PROBLEM TO SOLVE –
Collect every line in the data below that contains the string "woman", and copy each one in full.

(Records)
-- START --

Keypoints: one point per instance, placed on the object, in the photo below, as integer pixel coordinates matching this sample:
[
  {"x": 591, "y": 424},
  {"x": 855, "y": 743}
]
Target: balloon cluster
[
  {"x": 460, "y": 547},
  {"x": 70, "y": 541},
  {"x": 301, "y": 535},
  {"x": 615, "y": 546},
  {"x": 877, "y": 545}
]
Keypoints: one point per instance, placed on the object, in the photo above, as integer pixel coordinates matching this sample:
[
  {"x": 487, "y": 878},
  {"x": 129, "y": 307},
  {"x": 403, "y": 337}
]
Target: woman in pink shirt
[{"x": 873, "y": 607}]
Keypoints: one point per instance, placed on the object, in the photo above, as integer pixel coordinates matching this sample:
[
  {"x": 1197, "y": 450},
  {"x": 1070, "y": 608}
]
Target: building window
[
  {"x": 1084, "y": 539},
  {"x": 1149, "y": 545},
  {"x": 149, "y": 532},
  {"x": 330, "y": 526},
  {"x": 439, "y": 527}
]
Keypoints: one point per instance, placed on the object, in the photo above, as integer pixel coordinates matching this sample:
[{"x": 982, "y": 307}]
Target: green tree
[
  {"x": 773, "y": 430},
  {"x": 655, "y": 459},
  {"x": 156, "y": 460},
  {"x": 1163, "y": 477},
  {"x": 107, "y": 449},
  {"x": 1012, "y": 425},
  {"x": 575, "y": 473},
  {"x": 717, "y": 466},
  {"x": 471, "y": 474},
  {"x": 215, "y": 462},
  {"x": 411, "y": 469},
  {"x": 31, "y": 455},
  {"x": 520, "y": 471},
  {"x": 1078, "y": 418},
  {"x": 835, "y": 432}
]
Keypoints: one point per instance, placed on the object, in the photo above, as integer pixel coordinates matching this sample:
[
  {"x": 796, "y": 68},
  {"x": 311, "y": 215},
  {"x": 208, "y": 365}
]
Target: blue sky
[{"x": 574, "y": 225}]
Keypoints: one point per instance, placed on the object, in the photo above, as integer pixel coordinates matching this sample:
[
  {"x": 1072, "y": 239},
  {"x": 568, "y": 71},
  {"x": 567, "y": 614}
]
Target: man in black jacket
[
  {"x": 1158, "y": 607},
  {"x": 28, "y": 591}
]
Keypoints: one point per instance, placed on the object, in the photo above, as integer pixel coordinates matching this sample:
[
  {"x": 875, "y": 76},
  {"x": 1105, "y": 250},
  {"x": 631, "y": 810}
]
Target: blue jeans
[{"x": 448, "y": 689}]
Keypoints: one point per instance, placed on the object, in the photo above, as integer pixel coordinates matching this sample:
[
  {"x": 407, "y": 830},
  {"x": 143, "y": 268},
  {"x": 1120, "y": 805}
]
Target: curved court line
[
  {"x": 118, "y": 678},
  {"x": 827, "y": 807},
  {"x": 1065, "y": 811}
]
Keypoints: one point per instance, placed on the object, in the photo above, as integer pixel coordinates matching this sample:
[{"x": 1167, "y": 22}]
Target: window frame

-- END --
-- START --

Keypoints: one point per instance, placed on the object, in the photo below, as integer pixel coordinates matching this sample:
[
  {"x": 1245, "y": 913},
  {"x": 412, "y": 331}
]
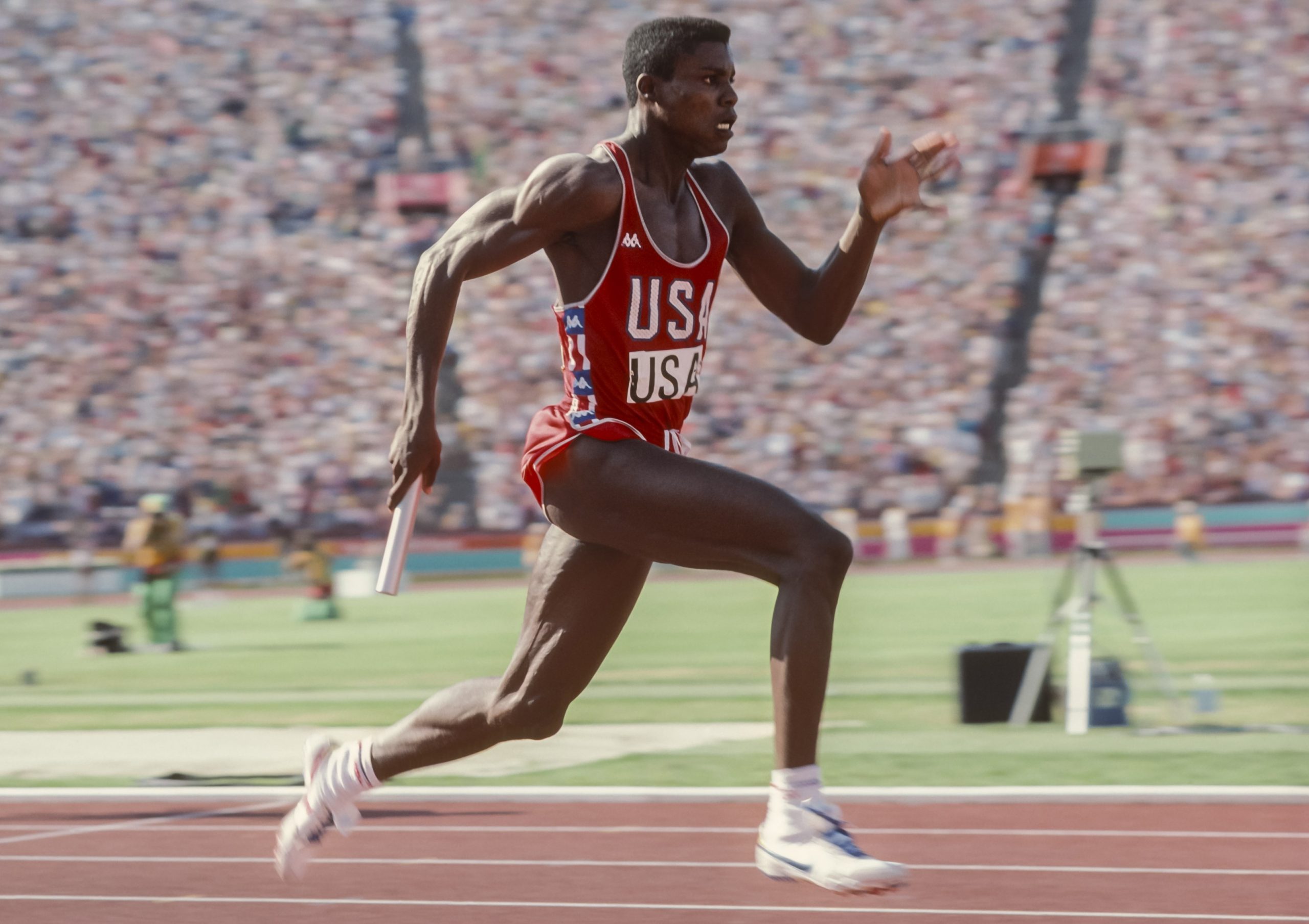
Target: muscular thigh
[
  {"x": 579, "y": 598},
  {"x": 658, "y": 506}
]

-- END --
-- START --

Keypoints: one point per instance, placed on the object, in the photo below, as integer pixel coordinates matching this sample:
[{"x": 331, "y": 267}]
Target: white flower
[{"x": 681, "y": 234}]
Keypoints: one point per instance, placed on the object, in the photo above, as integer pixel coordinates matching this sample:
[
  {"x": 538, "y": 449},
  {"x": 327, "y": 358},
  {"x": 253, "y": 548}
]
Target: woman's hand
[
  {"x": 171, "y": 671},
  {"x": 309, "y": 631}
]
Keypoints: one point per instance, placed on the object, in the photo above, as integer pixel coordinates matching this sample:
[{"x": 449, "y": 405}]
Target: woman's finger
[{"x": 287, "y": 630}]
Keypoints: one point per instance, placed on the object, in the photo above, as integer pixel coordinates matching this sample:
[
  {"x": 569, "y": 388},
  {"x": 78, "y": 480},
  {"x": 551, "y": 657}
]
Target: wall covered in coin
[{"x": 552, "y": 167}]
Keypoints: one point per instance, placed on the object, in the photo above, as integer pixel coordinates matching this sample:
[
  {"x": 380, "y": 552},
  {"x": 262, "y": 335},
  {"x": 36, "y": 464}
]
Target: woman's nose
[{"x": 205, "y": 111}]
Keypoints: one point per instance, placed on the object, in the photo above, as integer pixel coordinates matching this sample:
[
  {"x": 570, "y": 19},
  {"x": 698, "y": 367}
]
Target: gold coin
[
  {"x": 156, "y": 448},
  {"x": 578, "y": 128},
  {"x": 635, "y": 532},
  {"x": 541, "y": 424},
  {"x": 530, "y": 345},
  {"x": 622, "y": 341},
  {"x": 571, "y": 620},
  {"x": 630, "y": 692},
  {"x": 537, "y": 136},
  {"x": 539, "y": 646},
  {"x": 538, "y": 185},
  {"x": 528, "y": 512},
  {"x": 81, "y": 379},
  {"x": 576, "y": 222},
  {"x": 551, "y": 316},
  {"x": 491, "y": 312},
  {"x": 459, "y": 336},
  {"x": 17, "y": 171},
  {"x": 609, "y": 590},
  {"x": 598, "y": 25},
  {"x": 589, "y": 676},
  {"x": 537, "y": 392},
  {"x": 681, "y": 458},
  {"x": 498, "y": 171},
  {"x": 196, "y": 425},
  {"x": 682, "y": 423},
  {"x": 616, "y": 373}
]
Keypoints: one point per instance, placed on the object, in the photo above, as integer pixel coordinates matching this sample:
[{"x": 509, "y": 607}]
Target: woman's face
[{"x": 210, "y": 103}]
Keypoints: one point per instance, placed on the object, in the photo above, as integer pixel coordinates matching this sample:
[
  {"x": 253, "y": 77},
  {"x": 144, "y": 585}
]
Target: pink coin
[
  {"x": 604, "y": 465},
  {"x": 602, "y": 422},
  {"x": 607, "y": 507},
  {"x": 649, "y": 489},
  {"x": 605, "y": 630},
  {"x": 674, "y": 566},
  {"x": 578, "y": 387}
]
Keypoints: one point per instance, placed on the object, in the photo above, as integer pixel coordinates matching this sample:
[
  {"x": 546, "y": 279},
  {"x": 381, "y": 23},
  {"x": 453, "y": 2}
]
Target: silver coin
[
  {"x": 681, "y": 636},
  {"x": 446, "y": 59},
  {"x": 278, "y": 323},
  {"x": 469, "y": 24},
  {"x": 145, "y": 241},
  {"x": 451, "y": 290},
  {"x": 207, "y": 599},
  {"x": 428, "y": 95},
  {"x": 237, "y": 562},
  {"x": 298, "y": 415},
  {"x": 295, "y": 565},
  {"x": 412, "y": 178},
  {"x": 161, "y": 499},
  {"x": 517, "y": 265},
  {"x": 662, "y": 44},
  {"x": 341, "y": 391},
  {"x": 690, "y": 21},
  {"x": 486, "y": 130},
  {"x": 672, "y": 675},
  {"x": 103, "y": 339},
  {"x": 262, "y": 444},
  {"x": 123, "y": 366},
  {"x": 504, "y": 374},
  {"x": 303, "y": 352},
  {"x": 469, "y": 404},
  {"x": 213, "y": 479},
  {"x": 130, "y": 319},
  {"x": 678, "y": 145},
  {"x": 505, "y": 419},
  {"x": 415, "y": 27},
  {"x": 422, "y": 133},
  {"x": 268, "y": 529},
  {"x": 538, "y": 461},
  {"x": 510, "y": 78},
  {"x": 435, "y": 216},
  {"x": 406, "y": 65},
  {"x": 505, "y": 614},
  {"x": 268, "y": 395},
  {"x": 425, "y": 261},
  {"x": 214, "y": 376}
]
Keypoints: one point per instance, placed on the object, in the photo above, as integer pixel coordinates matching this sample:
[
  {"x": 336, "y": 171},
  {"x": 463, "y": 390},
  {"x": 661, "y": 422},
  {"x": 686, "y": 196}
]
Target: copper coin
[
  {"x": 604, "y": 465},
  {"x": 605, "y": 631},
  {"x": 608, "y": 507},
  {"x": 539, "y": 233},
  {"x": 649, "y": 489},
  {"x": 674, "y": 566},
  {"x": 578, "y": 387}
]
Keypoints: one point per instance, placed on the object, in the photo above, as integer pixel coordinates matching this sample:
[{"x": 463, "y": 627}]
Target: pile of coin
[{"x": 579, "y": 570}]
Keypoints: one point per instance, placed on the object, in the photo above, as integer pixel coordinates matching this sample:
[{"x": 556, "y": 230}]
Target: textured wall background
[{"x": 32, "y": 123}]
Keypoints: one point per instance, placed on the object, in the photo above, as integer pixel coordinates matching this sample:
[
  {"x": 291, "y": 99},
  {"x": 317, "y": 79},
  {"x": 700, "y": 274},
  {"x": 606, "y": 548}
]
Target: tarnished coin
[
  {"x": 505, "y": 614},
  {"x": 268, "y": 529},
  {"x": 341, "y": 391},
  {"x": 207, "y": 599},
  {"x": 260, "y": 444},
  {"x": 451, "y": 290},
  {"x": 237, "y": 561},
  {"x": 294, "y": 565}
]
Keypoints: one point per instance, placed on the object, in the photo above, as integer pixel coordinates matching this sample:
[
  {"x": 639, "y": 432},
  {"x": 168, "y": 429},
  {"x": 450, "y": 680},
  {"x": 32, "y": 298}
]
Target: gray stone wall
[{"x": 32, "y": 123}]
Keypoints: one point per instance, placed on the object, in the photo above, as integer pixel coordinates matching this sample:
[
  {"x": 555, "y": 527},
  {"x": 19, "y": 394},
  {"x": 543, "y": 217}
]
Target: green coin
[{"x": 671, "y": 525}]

-- END --

TASK SOLUTION –
Target: woman in pink shirt
Target: woman's hand
Target: woman's finger
Target: woman's nose
Target: woman's face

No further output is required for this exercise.